:: DATA EXTRACT

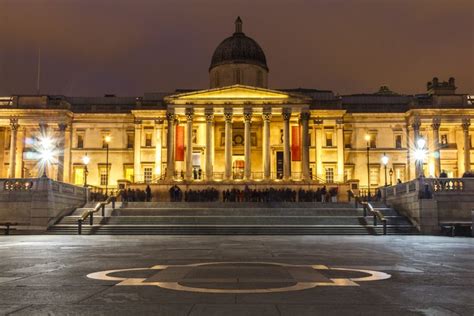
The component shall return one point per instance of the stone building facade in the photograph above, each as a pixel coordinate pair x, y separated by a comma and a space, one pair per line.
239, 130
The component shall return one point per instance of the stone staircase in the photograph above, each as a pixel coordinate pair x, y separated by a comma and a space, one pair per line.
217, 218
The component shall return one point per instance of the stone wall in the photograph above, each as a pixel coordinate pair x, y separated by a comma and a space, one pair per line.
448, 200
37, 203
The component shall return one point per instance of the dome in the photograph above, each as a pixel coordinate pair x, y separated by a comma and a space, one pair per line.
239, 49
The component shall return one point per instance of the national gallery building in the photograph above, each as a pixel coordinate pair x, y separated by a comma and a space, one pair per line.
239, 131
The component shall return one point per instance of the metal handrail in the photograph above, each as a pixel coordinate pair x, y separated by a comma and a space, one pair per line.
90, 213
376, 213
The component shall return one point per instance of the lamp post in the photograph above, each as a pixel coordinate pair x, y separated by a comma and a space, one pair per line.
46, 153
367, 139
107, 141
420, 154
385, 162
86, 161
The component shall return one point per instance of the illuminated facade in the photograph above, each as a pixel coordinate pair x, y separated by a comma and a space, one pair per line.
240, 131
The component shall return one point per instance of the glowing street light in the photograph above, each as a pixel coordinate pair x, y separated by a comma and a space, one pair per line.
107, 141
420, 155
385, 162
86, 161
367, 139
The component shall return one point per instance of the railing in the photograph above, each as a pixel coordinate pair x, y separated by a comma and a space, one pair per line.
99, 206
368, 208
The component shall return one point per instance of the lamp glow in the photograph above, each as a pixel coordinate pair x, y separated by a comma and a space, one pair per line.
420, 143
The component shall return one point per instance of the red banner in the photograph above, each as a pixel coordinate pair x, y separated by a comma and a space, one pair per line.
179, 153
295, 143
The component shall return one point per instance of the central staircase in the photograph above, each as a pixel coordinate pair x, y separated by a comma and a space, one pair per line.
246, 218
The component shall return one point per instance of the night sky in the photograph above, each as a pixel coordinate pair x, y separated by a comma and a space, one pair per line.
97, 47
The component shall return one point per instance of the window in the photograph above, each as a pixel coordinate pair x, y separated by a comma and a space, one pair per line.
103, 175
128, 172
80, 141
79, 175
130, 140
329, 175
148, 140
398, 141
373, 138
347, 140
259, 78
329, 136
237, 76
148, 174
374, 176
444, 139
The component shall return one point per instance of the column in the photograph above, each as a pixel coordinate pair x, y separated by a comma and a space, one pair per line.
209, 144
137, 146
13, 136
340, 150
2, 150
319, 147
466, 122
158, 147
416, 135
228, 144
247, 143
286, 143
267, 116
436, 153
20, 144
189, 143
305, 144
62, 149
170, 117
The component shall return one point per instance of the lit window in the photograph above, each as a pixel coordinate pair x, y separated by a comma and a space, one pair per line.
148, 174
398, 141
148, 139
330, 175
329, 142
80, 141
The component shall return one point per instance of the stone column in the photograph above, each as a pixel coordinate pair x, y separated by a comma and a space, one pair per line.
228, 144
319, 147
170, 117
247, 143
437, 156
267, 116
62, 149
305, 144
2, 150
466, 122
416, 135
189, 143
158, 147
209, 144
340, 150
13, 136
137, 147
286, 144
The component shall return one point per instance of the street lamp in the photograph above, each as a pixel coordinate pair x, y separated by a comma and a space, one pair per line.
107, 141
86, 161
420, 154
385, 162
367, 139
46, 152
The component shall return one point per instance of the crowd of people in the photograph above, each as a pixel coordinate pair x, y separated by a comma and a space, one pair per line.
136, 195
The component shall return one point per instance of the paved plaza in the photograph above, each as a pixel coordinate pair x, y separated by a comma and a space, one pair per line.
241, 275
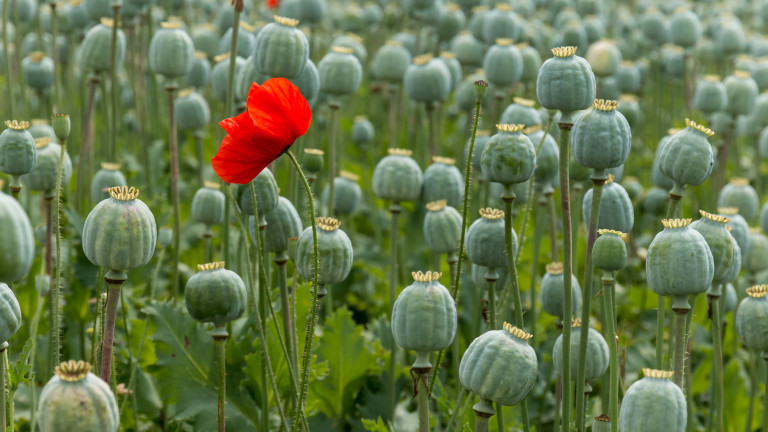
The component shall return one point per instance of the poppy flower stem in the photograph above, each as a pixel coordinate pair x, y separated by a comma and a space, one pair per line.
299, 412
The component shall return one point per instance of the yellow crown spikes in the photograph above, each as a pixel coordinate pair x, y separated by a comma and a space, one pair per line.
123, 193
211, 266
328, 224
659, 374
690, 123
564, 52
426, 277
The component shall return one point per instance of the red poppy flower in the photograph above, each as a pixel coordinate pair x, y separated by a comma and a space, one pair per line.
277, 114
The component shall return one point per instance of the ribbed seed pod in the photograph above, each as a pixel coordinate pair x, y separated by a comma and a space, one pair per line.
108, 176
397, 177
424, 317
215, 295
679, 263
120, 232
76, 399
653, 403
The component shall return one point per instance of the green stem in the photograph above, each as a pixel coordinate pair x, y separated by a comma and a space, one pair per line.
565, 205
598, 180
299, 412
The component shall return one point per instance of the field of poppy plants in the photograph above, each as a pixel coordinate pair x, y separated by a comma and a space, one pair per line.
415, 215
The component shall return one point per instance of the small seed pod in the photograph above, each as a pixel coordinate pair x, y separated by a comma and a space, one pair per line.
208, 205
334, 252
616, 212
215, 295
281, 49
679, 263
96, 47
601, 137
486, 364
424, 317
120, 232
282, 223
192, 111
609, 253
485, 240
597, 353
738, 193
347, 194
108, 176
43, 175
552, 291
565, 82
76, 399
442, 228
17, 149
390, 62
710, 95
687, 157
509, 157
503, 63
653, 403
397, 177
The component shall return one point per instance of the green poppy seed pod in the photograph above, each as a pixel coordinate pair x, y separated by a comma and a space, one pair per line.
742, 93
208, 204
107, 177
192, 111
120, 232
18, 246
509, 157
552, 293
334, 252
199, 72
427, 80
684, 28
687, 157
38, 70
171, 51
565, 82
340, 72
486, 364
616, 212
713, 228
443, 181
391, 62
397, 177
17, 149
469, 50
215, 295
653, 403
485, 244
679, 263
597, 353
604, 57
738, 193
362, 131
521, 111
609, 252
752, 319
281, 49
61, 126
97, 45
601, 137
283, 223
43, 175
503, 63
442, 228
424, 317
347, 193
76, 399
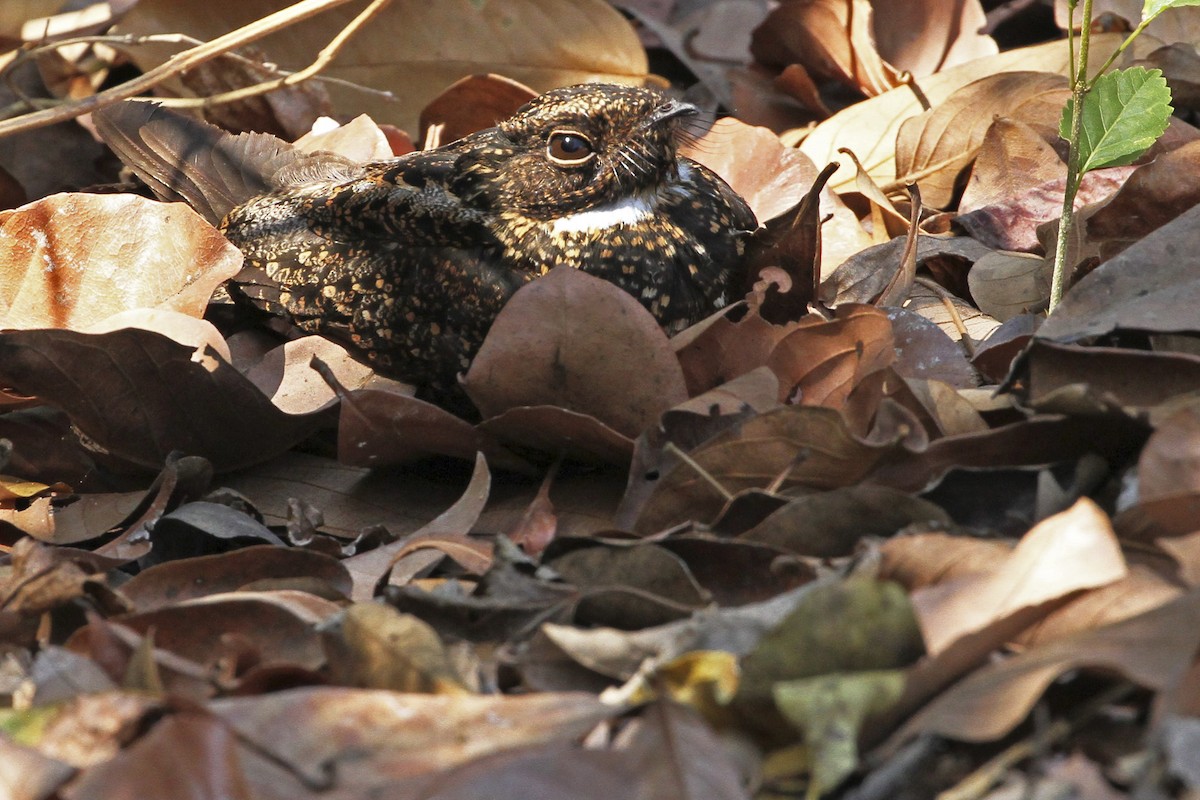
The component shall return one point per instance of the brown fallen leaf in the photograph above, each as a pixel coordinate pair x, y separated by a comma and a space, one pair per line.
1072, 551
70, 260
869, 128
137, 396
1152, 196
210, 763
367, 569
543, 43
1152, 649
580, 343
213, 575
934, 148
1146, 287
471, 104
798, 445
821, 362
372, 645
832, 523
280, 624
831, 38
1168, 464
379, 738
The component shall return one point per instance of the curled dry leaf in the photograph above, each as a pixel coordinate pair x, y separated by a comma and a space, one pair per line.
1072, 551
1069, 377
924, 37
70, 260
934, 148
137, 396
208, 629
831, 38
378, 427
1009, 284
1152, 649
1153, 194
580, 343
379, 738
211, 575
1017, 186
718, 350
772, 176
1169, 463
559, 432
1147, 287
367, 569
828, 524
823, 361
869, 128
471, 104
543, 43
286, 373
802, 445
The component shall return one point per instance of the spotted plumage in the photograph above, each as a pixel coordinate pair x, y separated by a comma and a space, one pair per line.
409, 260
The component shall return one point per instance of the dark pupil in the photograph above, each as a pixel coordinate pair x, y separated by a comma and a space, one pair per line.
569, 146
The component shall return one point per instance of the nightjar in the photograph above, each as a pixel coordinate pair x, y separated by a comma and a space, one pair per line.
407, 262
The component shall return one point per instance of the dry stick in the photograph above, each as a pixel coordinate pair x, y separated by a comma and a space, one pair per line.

::::
:: DATA EXTRACT

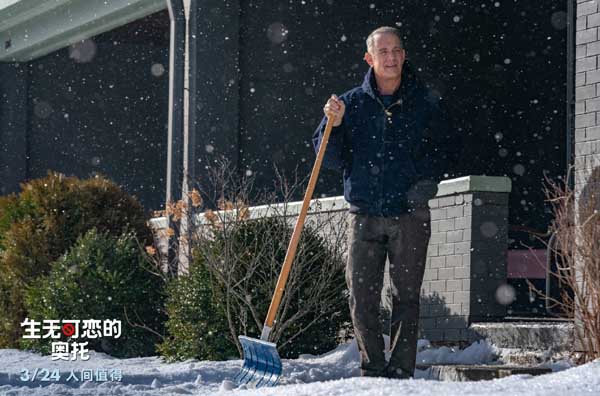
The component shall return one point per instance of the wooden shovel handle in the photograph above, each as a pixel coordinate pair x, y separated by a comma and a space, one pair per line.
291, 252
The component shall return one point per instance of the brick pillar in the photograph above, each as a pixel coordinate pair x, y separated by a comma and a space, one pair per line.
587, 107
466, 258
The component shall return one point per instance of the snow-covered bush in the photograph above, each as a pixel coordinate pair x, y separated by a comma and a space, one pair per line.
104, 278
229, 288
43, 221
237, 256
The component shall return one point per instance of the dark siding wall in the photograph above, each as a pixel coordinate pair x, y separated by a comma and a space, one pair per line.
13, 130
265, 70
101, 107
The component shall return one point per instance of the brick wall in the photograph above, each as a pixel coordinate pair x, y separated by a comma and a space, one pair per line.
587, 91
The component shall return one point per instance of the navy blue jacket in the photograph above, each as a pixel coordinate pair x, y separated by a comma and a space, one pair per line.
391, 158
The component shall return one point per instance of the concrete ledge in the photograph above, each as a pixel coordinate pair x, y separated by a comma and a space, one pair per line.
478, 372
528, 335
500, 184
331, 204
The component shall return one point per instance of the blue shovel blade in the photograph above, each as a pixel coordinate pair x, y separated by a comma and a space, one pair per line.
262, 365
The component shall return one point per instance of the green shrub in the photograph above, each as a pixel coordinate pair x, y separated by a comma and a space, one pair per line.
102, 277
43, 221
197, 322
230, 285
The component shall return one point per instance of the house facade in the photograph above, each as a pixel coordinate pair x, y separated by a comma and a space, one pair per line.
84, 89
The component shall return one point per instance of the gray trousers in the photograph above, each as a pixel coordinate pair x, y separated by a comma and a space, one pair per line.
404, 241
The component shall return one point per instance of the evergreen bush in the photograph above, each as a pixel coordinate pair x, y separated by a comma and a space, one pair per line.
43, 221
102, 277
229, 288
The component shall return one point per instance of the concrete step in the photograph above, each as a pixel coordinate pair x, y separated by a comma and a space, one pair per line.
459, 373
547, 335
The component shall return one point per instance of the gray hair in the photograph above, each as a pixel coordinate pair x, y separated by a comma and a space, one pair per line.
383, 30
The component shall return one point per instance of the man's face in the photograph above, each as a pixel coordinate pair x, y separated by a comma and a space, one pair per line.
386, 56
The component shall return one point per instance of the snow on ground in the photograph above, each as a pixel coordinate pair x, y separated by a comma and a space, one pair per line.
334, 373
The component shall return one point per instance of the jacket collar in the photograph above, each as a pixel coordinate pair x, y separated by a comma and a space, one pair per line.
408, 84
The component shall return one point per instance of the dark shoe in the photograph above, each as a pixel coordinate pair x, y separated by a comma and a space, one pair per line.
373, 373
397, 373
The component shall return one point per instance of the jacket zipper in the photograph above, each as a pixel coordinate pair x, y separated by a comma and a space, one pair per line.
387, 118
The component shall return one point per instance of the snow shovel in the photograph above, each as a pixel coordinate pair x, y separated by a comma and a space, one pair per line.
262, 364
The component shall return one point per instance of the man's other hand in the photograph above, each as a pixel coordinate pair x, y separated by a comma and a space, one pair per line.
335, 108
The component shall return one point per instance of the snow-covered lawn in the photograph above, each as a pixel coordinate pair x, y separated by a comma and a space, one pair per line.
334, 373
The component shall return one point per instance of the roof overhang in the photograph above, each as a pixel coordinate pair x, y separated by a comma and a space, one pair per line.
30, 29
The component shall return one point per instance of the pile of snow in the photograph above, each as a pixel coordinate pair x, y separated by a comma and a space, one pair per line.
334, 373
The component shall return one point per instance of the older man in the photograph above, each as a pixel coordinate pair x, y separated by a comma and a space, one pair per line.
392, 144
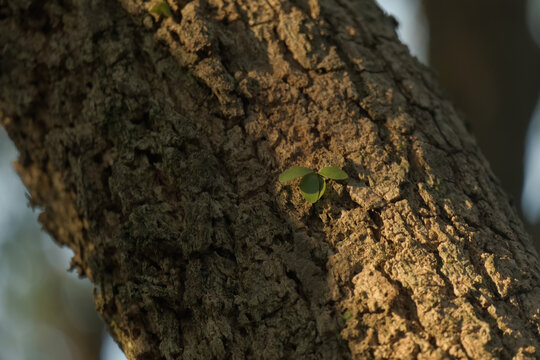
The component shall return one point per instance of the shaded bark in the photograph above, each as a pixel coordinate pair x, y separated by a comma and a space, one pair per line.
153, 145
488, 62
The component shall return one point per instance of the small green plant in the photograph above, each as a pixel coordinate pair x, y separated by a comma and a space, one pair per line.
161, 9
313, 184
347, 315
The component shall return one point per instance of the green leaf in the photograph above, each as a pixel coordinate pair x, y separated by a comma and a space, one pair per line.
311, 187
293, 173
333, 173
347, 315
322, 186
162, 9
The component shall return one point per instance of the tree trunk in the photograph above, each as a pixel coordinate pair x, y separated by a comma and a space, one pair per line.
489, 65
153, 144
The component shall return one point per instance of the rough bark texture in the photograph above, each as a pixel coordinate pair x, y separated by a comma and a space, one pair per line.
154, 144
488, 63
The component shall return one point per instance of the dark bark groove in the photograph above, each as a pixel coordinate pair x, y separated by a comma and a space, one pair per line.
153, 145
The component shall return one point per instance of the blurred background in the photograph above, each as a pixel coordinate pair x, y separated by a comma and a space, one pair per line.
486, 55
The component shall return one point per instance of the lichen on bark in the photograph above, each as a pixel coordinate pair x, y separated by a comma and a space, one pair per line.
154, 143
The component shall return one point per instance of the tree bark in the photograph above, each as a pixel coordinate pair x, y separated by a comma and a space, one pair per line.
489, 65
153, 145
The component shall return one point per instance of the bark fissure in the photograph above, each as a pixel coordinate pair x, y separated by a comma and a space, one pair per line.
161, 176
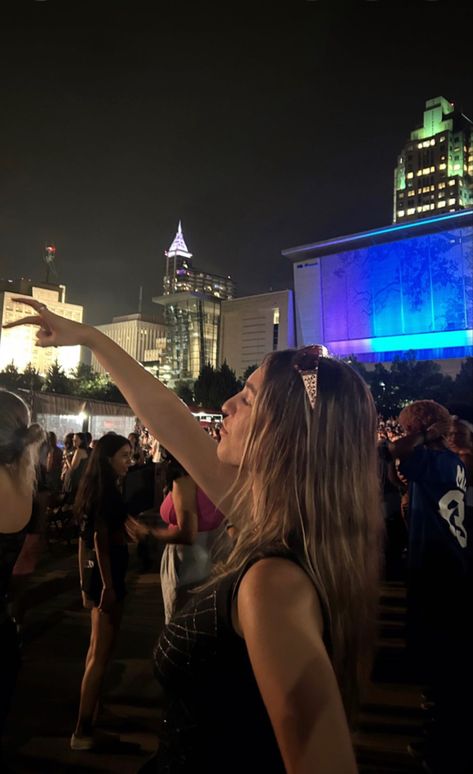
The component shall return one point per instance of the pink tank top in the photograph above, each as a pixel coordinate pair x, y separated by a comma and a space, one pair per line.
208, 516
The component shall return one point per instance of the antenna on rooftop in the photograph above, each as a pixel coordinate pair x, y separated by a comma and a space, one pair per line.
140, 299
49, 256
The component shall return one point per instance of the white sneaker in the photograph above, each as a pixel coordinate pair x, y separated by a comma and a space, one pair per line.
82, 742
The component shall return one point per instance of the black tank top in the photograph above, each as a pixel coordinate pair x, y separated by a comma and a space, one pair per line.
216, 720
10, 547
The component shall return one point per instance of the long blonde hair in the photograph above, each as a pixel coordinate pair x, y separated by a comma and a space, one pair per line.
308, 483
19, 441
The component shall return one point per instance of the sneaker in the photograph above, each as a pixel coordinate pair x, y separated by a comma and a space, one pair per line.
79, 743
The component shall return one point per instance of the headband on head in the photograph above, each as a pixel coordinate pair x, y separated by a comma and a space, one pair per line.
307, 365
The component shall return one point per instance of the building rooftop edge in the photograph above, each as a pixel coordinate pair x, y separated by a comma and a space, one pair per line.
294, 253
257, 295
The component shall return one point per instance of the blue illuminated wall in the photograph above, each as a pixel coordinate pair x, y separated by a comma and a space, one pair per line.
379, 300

::::

__EXERCISE DESCRIPTION__
Report every line in the records above that contains the word "rooftop", copying each such line in full.

__REPLY__
The component shall return one point per instance of the antenna on rooftop in the photograph above, each as a pixel coordinate pair x, y separated by a comma and a space, one pair per line.
The component shall return one point per instance of the building rooftop edge in the photograph above, each as a pixel coordinate pair x, y separated by a comma and a space, one pair per line.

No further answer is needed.